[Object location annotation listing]

▬▬▬▬▬▬

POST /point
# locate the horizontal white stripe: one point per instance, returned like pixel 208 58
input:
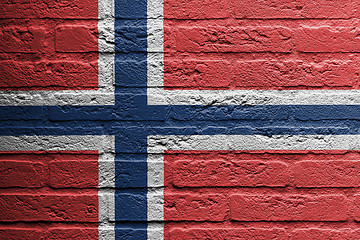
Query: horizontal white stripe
pixel 159 96
pixel 158 144
pixel 102 143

▬▬▬▬▬▬

Can you format the listing above as a two-column CSV with the headers "query_text" and "answer", one row per entry, each value in its own quoted field with line breaks replaced by spaces? Leave out the pictures.

- **Response to the exercise**:
query_text,answer
"POST /point # locate the horizontal white stripe: one point per instance, returned like pixel 208 58 input: Query: horizontal white stripe","pixel 159 96 pixel 158 144 pixel 102 143"